→ **Задание 1**
Перепишите из текста о базедовой болезни отрывок от «Патофизиологическое мышление Базедова» до «в пораженных органах.» включительно, заменив «экзофтальма» на «пучеглазия».
→ **Задание 2**
Кто, согласно тексту о базедовой болезни, первым в России описал клинику микседемы?

→ **Текст для чтения**
::::::::::

В тироидологии этого периода заметный след оставил наш великий врач-физиолог Сергей Петрович Боткин (1832–1889) в эпоху, когда функции гипофиза были не изучены, интуитивно чувствовавший, что должна существовать центральная регуляция роста и функций щитовидной железы. Он является создателем нейрогенной теории патогенеза базедовой болезни: «Горе, различного рода потери, испуг, гнев, страх неоднократно были причиной развития и иногда крайне быстрого, в течение нескольких часов, самых тяжелых и характерных симптомов базедовой болезни». И далее: «Влияние психических моментов не только на течение, но и на развитие базедовой болезни не подлежит ни малейшему сомнению. Это обстоятельство дает мне право как клиницисту смотреть на базедову болезнь, как на заболевание центрального, черепно-мозгового характера». При описании этой болезни он обращает внимание на сердечную одышку, на неравномерность предсердных сокращений (аритмию), на контраст между высоким наполнением и резкой пульсацией артерий в системе общей сонной артерии и едва прощупываемым пульсом на лучевых артериях и особенно – на психику больных: пугливость, тревожность и нерешительность, раздражительность, беспокойство, которые в диагностике болезни он считал более важными, чем зоб и даже экзофтальм. Впрочем, С. П. Боткин первым в России описал и клинику микседемы.


Рис. 22. Слева направо: А. фон Грефе (фото К. Вильдта); К. фон Каррион-Штельваг; П. Ю. Мебиус; С. П. Боткин


Необычный внешний вид больных базедовой болезнью редко кого из врачей оставлял равнодушным. Они описали яркие и полезные в диагностике признаки заболеваний щитовидной железы, ставшие «именными». В связи с появлением методик лабораторно-инструментальной диагностики заболеваний щитовидной железы большинство этих рыцарей и верных оруженосцев науки оказалось сегодня в забвении. Далеко не полный перечень эпонимических симптомов, описанных медиками разных времен и народов, которые оставили след в тироидологии, включает не менее тридцати наименований, перечисленных в медицинских учебниках и «Толковом словаре избранных медицинских терминов: эпонимы и образные выражения», изданном нами в 2010 г. и выходящем повторным изданием в году нынешнем.

Патофизиологическое мышление Базедова заставляло его объединять симптомы в синдромы и искать их механизмы: наблюдая своих больных от двух до пятнадцати лет, как причину экзофтальма он отметил скопление в глазнице жировой клетчатки, отек и полнокровие (что общепризнанно и сейчас), приписав зоб и офтальмопатию железистому перерождению и «дискрастическим» изменениям состава крови в пораженных органах.

::::::::::

→ **Исходные данные**
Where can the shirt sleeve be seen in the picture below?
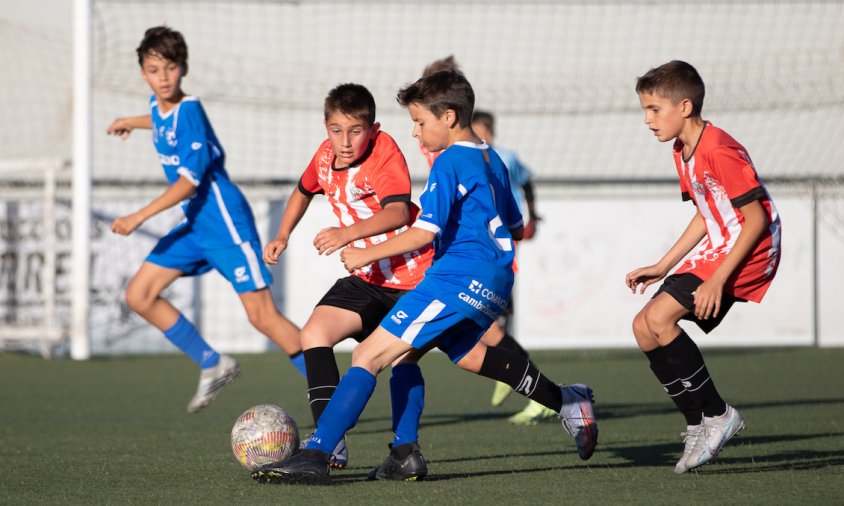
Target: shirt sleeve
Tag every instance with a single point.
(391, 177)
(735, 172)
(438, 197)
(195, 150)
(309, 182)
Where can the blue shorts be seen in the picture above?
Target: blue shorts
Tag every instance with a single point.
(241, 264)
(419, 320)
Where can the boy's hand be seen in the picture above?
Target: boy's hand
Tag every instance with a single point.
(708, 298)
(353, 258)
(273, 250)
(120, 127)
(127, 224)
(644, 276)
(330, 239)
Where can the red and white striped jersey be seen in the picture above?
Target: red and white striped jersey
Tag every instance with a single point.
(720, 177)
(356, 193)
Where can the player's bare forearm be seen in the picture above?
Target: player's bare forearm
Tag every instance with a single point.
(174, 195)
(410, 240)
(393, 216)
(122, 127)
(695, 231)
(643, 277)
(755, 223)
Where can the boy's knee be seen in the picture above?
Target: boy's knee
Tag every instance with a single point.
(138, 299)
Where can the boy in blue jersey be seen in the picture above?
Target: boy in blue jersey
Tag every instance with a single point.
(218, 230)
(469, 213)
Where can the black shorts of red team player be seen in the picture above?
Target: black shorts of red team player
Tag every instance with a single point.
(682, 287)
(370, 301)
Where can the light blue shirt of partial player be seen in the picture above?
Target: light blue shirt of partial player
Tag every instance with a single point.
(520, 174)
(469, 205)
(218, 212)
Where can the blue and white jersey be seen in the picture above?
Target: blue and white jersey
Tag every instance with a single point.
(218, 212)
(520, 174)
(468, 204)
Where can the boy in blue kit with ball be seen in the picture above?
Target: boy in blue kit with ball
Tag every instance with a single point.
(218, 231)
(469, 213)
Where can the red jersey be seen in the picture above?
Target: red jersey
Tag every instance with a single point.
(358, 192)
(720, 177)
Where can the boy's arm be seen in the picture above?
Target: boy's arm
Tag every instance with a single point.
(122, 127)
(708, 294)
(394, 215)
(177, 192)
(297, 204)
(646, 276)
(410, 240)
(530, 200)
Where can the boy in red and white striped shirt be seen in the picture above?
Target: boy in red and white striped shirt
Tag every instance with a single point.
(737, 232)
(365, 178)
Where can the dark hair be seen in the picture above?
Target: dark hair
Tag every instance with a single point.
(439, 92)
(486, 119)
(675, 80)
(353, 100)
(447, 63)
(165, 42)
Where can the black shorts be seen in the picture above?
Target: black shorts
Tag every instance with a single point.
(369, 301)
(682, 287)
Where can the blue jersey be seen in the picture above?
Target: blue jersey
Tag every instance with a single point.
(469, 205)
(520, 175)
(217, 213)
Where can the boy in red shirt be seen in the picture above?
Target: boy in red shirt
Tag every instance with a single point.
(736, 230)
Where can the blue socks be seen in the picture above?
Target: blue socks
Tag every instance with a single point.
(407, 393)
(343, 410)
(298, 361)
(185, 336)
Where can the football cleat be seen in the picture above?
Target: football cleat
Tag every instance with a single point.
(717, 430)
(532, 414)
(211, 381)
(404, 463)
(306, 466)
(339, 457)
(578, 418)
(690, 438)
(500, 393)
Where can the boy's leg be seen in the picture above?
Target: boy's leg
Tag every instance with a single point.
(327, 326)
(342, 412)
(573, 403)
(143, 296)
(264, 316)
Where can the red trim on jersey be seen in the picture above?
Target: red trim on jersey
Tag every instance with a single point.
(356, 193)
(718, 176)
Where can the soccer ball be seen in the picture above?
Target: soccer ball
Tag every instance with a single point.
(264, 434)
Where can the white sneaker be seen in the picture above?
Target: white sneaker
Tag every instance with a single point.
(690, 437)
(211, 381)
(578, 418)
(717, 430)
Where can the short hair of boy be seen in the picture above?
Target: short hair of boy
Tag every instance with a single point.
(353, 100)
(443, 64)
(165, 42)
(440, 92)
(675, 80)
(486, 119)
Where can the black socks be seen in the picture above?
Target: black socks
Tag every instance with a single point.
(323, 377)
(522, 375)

::::::::::

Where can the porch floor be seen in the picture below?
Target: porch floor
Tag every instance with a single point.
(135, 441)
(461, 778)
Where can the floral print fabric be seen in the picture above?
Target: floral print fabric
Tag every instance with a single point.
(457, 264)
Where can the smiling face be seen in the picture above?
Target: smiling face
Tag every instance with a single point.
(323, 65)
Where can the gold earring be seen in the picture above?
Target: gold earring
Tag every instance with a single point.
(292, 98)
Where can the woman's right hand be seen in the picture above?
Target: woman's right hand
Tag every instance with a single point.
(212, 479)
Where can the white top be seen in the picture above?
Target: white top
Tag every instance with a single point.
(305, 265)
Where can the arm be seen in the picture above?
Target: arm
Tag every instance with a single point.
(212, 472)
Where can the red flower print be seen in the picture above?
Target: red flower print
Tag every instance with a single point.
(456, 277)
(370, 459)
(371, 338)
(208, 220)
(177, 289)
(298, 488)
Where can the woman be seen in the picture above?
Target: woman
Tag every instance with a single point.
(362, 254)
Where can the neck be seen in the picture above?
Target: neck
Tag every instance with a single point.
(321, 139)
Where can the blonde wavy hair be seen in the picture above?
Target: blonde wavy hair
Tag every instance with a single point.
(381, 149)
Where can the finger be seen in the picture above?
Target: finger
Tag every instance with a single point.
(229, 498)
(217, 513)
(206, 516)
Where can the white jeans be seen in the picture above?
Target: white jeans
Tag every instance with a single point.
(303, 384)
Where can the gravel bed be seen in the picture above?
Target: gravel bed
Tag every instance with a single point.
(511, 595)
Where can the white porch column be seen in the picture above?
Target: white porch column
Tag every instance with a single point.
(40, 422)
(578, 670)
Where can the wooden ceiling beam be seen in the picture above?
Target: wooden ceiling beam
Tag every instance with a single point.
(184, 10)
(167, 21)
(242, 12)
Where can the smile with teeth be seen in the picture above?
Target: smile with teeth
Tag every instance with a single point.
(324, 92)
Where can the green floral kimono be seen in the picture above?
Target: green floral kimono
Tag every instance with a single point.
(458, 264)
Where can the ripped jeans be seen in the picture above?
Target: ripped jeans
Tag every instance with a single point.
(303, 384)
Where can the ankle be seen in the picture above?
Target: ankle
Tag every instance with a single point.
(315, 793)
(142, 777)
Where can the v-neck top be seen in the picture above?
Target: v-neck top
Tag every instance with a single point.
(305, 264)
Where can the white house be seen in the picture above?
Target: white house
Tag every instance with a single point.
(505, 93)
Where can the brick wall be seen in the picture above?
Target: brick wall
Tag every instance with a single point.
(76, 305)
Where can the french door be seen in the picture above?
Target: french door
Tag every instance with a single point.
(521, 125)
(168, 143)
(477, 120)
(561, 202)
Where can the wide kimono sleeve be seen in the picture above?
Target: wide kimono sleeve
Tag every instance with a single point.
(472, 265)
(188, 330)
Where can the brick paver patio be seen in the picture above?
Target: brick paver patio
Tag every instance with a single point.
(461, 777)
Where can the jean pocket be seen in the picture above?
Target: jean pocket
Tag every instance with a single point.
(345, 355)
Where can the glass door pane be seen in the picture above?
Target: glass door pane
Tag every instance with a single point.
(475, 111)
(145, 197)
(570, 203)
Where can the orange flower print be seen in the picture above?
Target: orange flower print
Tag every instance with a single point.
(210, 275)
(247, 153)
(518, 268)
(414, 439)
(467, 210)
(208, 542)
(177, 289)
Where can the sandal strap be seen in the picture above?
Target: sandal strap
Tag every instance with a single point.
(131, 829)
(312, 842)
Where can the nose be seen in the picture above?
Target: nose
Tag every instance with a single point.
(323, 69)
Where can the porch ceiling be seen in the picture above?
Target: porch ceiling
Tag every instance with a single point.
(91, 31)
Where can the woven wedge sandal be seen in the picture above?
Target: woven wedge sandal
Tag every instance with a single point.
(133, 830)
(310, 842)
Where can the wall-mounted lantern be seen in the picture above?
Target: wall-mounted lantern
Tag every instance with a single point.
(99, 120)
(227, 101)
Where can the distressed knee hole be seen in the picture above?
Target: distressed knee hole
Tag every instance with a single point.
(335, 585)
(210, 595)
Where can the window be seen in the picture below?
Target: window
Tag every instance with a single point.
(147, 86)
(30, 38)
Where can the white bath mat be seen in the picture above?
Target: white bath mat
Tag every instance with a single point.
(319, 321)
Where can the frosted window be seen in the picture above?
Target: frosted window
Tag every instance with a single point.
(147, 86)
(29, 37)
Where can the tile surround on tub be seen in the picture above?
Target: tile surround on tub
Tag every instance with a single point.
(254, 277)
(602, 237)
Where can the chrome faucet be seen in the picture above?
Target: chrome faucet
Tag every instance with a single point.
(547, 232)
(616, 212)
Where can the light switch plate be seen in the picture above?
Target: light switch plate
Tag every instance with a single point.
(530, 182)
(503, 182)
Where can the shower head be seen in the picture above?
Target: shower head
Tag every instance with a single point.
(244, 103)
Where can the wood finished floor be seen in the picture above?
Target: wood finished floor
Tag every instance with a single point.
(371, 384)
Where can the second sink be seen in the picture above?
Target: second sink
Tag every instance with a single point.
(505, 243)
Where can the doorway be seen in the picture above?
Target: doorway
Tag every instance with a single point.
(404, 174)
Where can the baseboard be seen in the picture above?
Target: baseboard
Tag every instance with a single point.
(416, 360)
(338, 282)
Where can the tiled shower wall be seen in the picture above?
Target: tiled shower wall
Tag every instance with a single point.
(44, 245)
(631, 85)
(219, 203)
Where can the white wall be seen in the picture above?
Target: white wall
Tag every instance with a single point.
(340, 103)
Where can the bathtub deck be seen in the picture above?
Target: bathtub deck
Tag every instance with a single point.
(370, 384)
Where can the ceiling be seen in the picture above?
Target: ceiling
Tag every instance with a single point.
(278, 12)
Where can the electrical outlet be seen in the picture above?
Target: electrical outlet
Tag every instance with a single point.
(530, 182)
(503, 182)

::::::::::

→ **Ожидаемый ответ 1**
Патофизиологическое мышление Базедова заставляло его объединять симптомы в синдромы и искать их механизмы: наблюдая своих больных от двух до пятнадцати лет, как причину пучеглазия он отметил скопление в глазнице жировой клетчатки, отек и полнокровие (что общепризнанно и сейчас), приписав зоб и офтальмопатию железистому перерождению и «дискрастическим» изменениям состава крови в пораженных органах.

→ **Ожидаемый ответ 2**
С. П. Боткин.